Required task — Update the text between "7.1.9. Encoding" and "Europe (including Poland)", inclusive, so that "norm" replaces every "standard", and give that part again.

Given text —
········

7.1.8. Date and Time

>>> date = '1961-04-12'
>>> date = '12.4.1961'
>>> date = '12.04.1961'
>>> date = '12-04-1961'
>>> date = '12/04/1961'
>>> date = '4/12/61'
>>> date = '4.12.1961'
>>> date = 'Apr 12, 1961'
>>> date = 'Apr 12th, 1961'
>>> time = '12:00:00'
>>> time = '12:00'
>>> time = '12:00 pm'
>>> duration = '04:30:00'
>>> duration = '4h 30m'
>>> duration = '4 hours 30 minutes'

7.1.9. Encoding

  • utf-8 - international standard (should be always used!)

  • iso-8859-1 - ISO standard for Western Europe and USA

  • iso-8859-2 - ISO standard for Central Europe (including Poland)

········

Record list —
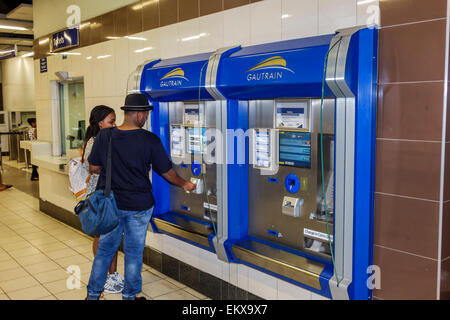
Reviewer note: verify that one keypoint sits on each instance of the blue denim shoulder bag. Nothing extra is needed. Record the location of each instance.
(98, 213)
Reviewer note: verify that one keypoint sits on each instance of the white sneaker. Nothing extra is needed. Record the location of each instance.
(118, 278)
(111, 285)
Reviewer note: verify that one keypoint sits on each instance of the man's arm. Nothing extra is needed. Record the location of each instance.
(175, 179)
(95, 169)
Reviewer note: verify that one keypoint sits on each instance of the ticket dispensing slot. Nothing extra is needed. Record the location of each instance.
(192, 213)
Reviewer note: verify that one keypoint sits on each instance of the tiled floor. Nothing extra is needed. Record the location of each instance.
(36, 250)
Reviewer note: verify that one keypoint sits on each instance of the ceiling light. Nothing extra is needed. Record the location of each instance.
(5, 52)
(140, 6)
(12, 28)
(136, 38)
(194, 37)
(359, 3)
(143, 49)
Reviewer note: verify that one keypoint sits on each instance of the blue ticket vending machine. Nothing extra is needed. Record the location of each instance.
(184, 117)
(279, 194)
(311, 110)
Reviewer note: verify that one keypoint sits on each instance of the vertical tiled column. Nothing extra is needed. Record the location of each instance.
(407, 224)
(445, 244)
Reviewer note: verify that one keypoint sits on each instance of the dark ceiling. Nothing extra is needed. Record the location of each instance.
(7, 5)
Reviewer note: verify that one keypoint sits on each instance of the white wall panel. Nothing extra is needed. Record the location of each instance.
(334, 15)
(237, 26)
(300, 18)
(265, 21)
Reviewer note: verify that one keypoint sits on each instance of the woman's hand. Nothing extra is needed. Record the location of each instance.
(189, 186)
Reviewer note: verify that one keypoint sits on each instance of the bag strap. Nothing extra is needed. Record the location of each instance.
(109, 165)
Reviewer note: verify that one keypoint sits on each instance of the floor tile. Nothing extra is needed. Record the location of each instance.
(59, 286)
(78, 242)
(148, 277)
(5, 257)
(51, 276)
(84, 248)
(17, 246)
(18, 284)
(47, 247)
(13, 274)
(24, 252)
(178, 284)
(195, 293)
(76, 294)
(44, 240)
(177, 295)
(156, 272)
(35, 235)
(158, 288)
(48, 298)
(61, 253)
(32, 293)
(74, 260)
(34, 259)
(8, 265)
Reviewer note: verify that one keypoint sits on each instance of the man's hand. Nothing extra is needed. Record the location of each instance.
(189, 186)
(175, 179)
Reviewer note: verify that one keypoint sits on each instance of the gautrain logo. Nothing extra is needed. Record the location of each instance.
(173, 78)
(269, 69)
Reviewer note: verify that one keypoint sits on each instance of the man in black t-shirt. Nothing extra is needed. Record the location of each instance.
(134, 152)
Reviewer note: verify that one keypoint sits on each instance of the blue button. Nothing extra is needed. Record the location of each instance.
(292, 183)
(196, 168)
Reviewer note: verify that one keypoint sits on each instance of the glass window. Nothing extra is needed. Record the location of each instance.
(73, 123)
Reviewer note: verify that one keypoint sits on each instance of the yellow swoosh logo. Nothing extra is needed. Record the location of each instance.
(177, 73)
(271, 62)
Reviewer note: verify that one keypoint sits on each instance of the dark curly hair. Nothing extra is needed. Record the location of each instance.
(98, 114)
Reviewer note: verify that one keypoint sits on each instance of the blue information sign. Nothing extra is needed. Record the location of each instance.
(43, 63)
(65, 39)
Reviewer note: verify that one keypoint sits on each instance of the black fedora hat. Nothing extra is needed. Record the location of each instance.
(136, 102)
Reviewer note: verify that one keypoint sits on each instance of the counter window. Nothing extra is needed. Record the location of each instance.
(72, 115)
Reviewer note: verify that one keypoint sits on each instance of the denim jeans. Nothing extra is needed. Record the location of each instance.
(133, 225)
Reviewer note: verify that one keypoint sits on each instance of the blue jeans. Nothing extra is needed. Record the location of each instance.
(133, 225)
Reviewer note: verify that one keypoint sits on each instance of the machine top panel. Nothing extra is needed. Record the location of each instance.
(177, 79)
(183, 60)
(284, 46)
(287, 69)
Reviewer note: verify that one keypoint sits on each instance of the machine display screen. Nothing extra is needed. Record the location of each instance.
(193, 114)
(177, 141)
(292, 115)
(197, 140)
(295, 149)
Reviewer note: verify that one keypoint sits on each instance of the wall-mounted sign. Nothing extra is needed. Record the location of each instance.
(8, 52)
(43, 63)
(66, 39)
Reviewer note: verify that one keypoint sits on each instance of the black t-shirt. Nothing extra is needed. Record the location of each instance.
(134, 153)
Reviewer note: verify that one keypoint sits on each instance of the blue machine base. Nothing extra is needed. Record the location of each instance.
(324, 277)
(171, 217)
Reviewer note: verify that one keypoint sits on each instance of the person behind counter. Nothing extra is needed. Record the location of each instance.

········

Reply to the task —
7.1.9. Encoding

  • utf-8 - international norm (should be always used!)

  • iso-8859-1 - ISO norm for Western Europe and USA

  • iso-8859-2 - ISO norm for Central Europe (including Poland)